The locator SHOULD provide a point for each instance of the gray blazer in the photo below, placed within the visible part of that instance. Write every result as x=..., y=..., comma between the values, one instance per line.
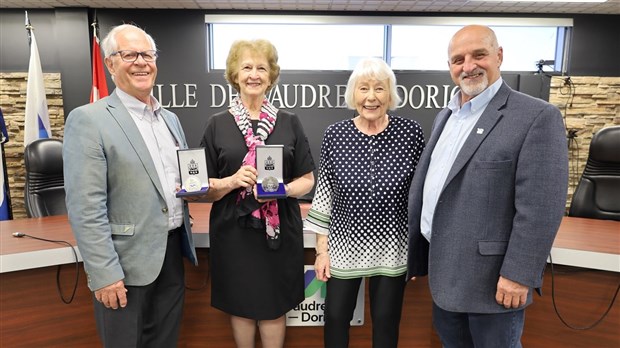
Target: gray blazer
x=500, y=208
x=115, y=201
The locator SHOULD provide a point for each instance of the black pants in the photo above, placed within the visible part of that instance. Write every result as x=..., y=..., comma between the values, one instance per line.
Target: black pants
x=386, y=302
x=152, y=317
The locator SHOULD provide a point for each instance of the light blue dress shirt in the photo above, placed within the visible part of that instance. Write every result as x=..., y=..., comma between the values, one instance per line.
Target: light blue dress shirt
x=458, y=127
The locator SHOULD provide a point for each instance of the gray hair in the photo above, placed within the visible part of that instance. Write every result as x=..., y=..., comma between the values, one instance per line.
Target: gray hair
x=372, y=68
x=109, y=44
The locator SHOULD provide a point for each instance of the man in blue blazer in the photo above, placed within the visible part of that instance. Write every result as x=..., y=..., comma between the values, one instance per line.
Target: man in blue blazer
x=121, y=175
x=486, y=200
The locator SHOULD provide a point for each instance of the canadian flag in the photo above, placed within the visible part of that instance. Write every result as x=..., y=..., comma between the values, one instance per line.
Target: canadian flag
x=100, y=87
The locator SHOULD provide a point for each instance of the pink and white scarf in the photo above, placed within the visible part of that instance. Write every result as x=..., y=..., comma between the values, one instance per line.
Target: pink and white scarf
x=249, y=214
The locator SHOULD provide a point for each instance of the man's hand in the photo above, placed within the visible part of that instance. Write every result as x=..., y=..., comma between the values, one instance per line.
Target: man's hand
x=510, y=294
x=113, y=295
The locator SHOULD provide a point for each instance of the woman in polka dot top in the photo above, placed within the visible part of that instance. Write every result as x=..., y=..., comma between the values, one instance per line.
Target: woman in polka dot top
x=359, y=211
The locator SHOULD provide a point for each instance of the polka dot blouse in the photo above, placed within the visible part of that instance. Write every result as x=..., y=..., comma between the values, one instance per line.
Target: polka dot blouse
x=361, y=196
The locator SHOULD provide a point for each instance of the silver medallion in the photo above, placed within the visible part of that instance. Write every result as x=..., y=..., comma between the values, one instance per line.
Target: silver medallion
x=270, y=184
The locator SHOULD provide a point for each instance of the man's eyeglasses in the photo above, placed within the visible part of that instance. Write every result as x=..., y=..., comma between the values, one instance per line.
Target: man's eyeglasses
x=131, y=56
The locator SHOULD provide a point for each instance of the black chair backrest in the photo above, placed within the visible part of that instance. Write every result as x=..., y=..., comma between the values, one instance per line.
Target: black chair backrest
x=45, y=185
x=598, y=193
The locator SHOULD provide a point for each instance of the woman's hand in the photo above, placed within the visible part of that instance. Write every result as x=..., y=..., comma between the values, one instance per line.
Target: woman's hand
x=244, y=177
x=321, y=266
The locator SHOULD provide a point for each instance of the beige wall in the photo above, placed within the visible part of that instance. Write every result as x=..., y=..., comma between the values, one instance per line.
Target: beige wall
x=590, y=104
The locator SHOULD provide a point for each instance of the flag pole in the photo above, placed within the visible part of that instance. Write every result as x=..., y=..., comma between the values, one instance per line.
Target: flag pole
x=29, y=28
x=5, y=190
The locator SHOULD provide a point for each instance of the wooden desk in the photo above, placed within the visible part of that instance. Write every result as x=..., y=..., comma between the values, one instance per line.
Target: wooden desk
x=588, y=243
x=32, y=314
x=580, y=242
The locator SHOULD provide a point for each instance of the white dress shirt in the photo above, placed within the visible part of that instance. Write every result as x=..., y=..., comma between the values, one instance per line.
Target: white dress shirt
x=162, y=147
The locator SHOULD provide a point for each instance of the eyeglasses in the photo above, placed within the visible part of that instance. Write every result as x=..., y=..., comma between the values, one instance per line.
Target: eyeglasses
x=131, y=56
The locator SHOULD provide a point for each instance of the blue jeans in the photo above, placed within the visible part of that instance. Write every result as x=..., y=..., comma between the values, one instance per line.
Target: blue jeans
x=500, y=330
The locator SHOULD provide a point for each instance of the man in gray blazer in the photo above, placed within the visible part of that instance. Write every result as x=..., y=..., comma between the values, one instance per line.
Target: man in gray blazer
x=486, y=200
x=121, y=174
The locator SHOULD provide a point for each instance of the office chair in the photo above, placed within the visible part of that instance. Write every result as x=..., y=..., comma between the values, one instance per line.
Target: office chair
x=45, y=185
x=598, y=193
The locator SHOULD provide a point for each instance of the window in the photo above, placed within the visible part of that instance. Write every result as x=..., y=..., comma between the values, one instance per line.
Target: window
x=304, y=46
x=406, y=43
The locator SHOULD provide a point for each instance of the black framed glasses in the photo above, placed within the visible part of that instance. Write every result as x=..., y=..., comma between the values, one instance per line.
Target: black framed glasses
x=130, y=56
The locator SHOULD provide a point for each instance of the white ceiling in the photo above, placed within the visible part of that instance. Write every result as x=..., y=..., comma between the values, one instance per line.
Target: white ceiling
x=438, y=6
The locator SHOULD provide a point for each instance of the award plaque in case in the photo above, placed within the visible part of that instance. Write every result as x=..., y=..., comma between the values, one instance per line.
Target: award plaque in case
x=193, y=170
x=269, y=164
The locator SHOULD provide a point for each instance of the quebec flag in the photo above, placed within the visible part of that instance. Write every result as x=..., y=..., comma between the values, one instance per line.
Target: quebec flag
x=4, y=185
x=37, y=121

:: YOUR ASSIGNMENT ::
Taking the records above, retype every line from the one with "the black chair" down to the one with "of the beige", exactly and with nothing else.

:: ANSWER AREA ::
The locator SHOULD provide a point for each instance of the black chair backrest in the photo above, placed within the visible part of that instance. Write every result as x=..., y=..., comma between the values, one instance per line.
Target: black chair backrest
x=45, y=185
x=598, y=193
The locator SHOULD provide a point for each instance of the woman's hand in the photo above, placed within the visible part of that instance. Write every result as x=..., y=..., comma between the values, one instance per line.
Target: woman's hand
x=244, y=177
x=321, y=266
The locator SHOULD provide a point for each instance of the beige wall in the photo above, placed within the visible part of that instance. Write every result as x=..., y=..., comma between the values, one instance per line.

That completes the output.